* **Directions for this task**
Your answer should restate each line of the data below word for word.

* **Data**
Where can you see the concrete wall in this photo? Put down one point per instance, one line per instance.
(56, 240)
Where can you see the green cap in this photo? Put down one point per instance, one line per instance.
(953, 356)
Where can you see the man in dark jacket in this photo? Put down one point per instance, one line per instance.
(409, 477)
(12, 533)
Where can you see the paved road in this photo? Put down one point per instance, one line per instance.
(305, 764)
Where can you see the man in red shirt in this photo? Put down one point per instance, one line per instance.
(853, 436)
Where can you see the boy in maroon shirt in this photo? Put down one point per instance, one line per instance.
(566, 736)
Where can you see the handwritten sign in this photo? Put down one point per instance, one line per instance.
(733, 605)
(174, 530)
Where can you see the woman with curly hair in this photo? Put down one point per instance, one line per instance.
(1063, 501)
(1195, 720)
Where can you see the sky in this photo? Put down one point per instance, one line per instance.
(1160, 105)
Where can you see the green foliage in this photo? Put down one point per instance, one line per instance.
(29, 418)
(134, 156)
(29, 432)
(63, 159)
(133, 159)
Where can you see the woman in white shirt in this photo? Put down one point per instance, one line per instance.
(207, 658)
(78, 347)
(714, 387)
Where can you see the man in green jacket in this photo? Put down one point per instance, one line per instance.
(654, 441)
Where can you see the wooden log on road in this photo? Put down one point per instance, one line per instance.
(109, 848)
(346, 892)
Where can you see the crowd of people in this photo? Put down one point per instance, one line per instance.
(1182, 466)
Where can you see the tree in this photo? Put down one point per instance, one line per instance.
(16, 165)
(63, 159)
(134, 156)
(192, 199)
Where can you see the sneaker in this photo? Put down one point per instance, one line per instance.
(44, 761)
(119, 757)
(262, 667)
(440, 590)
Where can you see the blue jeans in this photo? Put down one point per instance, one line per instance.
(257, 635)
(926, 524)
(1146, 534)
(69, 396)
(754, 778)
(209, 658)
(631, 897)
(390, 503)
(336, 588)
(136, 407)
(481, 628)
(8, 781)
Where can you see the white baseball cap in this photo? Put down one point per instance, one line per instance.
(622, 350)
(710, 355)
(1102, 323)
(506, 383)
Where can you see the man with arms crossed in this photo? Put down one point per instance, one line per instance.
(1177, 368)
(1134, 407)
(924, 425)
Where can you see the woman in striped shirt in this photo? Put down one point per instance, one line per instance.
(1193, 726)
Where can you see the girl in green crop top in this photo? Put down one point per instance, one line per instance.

* **Output**
Where can you see the concrete wall in this photo? Put down one point per instance, one line per instance.
(56, 240)
Where can you see the green cap in this photo? Put down one point per instance, one line per instance.
(953, 356)
Where can you see the man in dark jacket in this photo? Put down one point per instance, one line per instance.
(409, 477)
(12, 533)
Where can you see the paved road in this photo? Put down one point per instance, one line per instance.
(305, 764)
Where can you see the man in red shirt in this photo? Put down one point per instance, one line per instance.
(853, 436)
Where can you see the boy in maroon shirt in this photo? Put down one point per instance, one line per instance.
(566, 736)
Where can you see the handwritten sign in this photo? Put down one point per instance, one line per instance.
(733, 605)
(174, 530)
Where can you see the woman with curly hair in this photo? Put down one point per instance, one line per instance.
(1063, 501)
(1195, 720)
Where can you see the sky in this photo? Put down one point per instance, one line per instance.
(1160, 105)
Where can you see the green foliage in this photo? Put down one point per instance, one line per instance.
(29, 418)
(134, 156)
(29, 432)
(63, 159)
(133, 159)
Where can you see the woman in white shirt in this photo? Put down one point per instance, one line per instance.
(207, 658)
(78, 347)
(714, 387)
Where can you see the man in green jacket in this photo? Put down one point per instance, one line per instance.
(654, 441)
Where can you see the wooden log on road in this photo? Put down one point per instance, one line per instance.
(109, 848)
(346, 892)
Where can you see the crowd of people in this photo? Put down one point per instance, one line per instance.
(1182, 466)
Where can you see the tree in this photo? Put down one point per instance, one line per instance.
(16, 165)
(63, 159)
(134, 156)
(192, 199)
Where can you see the sneaker in this photo? Put down one point per instance, one line per instance.
(44, 761)
(119, 757)
(262, 667)
(440, 590)
Where can you see the blue jeans in this photo? Put down one point per instance, one line per instance.
(257, 635)
(926, 524)
(1146, 534)
(69, 396)
(754, 778)
(209, 658)
(631, 897)
(390, 503)
(336, 588)
(136, 407)
(481, 628)
(8, 781)
Where can you see the white baseball cap in this photo? Put down one point per instance, one line per instance.
(622, 350)
(710, 355)
(1102, 323)
(506, 383)
Where can you see the man with arms crossed in this photo? Put down one point per instance, one line per instance.
(1177, 368)
(1134, 407)
(924, 425)
Where can you see the woman in striped shirt in this photo? Put down one point per instance, one line per instance.
(1193, 726)
Where can you see the girl in green crop top in this photo? Put down one point per instance, one line per instance.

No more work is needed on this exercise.